Saved entries:
-*-*-

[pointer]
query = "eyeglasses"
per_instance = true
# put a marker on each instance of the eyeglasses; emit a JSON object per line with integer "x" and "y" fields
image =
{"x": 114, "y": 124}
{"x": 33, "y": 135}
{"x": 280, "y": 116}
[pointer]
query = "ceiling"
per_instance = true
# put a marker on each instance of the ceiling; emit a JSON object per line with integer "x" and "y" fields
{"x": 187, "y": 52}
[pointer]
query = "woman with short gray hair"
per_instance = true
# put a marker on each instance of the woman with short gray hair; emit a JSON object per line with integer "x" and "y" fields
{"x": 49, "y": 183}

-*-*-

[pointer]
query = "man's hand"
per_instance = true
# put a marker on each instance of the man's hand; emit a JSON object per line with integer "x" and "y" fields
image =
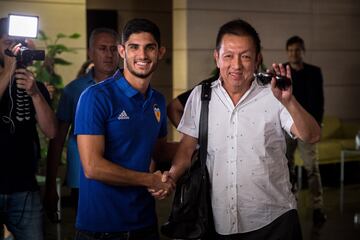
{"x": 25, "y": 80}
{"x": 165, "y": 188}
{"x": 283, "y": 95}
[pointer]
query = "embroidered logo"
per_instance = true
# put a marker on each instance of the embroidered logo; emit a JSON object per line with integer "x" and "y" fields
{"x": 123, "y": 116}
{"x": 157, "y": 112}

-*-*-

## [TASK DIRECTIONS]
Lines with the word "query": report how many there are in the entries, as a bare number.

## [RESULT OF THE EXERCISE]
5